**BRIEF:** Can you quote the lines below exactly, starting at the line with "of the overlapping" and going through the last one?

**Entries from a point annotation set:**
· · · · · · ·
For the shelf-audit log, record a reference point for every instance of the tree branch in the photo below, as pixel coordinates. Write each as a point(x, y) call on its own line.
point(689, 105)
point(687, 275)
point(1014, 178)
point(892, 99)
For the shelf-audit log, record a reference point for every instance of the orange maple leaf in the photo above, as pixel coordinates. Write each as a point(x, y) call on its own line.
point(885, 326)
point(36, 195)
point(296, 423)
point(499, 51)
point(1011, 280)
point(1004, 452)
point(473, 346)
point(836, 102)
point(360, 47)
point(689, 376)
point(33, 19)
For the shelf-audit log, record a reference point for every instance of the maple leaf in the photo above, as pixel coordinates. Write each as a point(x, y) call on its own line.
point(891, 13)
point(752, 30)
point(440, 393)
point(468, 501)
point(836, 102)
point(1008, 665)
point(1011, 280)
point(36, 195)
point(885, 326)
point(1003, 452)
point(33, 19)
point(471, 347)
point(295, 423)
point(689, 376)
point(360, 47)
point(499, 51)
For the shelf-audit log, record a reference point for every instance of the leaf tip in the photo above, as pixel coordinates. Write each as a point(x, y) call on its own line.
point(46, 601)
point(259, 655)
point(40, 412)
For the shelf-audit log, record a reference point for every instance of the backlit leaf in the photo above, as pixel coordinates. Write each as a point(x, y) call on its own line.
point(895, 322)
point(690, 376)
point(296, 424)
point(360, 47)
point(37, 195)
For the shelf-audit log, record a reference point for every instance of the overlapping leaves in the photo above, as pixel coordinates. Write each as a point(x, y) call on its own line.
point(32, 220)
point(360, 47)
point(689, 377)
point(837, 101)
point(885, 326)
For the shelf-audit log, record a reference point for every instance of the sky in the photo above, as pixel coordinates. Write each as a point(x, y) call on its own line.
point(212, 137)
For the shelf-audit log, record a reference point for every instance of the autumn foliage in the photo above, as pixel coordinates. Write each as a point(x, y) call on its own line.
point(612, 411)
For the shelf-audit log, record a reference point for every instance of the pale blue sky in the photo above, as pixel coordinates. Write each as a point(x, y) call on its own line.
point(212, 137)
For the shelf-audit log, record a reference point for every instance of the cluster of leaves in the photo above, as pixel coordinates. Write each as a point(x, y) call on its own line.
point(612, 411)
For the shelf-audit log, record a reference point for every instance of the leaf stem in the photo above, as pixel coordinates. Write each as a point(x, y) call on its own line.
· · · · · · ·
**ANSWER TO THE PROBLEM:**
For the shelf-audit log, record a reference point for every instance of the overlapping leaves in the photo above, as pixel coordinates. Write each as a point(x, y) call on its own line.
point(32, 220)
point(360, 47)
point(689, 377)
point(837, 101)
point(885, 326)
For the shelf-audit log, record a reference point for every instance of the sky in the photo above, as pixel coordinates. Write each as a point(x, y) call on its own line.
point(212, 137)
For the shelf-audit log, record a reference point for every instance of the autumn foliage in the photo above, as pixel coordinates. Write each as a point(x, y) call on its own line.
point(612, 411)
For the shelf-audit log, record a reference point for every instance of the pale blue sky in the photo above, as pixel coordinates. Write each as a point(x, y) call on its own line.
point(212, 137)
For the shelf-audit log, record a reference point for every instance of the cluster of leaves in the photo above, as pixel coordinates. Write each as a point(x, y) call on its own line.
point(612, 411)
For the shelf-audit log, record a reference point for every instance of the leaf stem in the photo above, as pixel coordinates. Write each as a point(x, y) call on its own line.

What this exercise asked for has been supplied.